INPUT ROWS start

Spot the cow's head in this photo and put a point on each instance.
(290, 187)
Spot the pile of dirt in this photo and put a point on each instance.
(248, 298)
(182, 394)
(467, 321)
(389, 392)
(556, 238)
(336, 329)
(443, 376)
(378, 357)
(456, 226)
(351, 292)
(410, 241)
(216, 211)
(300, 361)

INPUT ROWS end

Rewrite all of the material above, substituting "every occurrence" for every "each instance" and leaving everything else unchanged.

EXPECTED ANSWER
Spot the cow's head in this photo and put a point on every occurrence.
(290, 187)
Spot the pile of dirt in this photo and put a point on every occurrence.
(248, 298)
(182, 394)
(467, 321)
(389, 392)
(556, 238)
(336, 329)
(443, 376)
(378, 357)
(456, 226)
(351, 292)
(410, 241)
(216, 211)
(300, 361)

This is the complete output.